(Dataset excerpts)
*** Begin section ***

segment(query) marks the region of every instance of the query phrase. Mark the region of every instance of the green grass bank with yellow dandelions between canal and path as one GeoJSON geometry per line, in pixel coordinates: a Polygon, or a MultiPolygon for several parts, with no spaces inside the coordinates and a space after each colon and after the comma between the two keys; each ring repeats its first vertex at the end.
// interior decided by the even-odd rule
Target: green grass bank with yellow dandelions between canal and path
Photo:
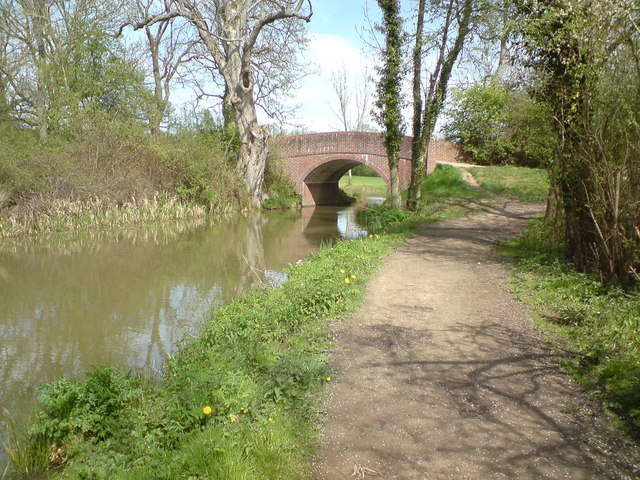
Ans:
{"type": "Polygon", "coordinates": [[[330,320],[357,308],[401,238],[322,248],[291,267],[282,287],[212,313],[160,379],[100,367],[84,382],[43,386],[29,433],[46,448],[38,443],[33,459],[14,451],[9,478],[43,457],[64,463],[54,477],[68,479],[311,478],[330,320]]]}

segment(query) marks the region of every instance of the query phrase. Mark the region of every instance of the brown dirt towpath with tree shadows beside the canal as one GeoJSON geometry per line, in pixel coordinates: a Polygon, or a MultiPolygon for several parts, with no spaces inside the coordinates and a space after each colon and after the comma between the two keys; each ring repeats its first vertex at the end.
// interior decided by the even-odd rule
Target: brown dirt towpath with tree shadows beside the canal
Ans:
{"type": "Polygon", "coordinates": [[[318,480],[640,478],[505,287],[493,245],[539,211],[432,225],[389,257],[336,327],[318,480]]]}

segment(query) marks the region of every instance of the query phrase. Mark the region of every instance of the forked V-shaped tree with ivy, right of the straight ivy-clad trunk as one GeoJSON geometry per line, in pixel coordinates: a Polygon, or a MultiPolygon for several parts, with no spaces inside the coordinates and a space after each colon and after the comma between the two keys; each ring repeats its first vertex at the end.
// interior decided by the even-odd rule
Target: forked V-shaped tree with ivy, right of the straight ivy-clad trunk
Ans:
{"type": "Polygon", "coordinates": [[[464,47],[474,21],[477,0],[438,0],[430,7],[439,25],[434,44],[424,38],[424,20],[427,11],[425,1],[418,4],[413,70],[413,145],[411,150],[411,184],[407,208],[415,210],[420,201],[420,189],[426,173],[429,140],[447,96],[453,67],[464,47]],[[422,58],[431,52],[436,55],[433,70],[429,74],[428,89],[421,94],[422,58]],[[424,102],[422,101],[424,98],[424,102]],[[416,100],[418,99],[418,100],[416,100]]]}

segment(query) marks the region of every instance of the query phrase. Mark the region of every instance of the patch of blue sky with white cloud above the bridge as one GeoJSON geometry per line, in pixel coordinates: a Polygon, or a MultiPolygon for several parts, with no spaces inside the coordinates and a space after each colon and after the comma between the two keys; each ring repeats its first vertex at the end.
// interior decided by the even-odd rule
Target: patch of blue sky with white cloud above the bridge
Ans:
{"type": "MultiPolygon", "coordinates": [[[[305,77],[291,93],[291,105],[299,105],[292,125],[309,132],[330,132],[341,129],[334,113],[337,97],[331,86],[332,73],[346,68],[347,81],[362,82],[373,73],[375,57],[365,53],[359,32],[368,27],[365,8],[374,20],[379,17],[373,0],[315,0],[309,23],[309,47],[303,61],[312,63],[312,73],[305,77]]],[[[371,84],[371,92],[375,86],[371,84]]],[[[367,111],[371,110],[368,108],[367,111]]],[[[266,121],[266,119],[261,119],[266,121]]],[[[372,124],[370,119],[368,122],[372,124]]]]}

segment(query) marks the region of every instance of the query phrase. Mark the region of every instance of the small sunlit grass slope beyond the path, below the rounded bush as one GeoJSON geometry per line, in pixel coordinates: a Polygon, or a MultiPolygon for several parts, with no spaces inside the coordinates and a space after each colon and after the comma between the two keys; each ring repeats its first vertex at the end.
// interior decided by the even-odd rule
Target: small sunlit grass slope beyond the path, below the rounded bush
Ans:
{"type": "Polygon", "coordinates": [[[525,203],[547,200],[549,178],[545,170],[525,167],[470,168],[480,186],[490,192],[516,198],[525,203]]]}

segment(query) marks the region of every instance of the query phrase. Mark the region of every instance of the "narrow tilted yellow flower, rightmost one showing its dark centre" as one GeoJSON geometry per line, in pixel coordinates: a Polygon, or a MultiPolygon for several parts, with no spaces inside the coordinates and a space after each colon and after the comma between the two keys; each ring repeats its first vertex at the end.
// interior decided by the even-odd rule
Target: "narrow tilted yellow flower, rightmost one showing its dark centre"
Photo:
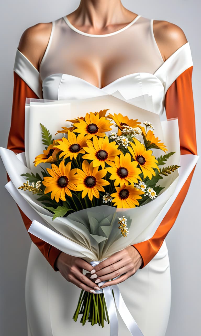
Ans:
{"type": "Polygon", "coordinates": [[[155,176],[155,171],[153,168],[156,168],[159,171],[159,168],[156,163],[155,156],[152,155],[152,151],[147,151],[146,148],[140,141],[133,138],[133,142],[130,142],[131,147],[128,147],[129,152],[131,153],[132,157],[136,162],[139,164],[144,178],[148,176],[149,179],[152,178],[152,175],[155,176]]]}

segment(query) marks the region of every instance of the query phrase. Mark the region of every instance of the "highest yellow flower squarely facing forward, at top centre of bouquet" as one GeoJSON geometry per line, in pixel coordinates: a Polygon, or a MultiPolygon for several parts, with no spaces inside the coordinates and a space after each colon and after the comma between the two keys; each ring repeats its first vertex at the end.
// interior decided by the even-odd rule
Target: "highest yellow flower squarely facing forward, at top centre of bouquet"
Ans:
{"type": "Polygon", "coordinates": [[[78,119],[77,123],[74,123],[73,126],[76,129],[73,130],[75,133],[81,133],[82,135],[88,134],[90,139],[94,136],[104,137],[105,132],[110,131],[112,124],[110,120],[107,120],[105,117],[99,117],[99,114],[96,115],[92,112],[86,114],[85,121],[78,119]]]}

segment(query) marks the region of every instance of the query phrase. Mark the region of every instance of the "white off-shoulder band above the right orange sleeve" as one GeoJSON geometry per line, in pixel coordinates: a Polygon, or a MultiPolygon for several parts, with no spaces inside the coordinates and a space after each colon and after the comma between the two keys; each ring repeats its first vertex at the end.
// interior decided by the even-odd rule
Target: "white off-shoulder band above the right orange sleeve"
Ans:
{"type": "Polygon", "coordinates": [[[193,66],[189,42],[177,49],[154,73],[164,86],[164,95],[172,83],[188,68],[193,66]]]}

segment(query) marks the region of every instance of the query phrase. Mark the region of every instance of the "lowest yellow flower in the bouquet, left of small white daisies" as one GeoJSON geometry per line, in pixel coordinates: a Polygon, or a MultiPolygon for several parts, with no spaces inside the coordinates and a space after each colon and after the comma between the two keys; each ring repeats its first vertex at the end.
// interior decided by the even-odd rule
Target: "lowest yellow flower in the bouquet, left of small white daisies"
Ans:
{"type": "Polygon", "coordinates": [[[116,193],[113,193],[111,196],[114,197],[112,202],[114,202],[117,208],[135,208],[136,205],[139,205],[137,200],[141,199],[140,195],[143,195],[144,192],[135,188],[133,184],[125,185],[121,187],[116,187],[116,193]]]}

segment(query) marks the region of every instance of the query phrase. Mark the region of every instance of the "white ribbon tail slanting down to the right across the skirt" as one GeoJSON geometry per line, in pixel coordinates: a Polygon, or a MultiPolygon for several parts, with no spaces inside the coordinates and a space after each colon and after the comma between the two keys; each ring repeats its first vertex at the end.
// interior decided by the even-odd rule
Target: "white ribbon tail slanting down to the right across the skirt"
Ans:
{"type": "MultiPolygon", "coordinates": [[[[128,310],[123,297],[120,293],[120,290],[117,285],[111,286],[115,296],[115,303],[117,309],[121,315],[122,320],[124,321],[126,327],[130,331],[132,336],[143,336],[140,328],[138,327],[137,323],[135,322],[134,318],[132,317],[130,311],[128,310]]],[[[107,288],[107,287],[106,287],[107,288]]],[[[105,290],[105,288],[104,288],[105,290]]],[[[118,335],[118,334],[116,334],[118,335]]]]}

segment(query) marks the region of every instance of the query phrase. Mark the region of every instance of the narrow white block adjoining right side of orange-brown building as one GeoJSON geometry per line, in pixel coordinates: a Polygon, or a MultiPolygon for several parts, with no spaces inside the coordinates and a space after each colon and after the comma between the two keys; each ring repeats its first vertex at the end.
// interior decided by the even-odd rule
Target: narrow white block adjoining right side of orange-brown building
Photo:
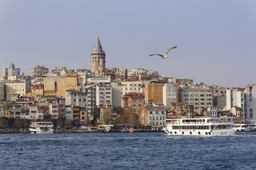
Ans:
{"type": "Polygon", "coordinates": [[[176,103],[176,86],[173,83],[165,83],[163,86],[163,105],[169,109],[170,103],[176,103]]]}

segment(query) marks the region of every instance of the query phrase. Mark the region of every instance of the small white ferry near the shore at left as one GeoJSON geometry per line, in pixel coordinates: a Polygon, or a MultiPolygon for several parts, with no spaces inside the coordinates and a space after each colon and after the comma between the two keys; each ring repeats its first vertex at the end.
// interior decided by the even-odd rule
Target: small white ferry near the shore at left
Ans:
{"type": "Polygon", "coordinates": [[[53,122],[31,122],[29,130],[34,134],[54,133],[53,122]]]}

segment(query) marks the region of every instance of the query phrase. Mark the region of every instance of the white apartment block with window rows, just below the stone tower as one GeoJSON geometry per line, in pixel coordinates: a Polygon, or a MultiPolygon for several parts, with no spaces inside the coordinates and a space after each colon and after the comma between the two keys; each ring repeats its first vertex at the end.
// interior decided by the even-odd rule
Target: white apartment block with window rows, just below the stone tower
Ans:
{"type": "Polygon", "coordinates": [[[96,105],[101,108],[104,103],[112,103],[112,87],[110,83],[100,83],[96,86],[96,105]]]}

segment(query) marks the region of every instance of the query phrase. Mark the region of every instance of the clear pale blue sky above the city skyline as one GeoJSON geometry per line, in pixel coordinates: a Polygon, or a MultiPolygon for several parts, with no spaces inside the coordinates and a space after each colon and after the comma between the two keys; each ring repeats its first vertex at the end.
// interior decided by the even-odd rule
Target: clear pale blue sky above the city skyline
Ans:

*** End section ***

=== WORK REQUIRED ===
Filter the entries above down to the lines that contain the word "green".

=== WRITTEN RESPONSE ===
segment(query) marks the region of every instance of the query phrase. Mark the region of every instance of the green grass bank with yellow dandelions between canal and path as one GeoJSON geometry per line, in pixel coordinates: a Polygon, or a MultiPolygon for several parts, with no spaces inside the coordinates and a space after each colon and after the comma between the two keys; each ring repeats its first vertex at the end.
Target: green grass bank with yellow dandelions between canal and path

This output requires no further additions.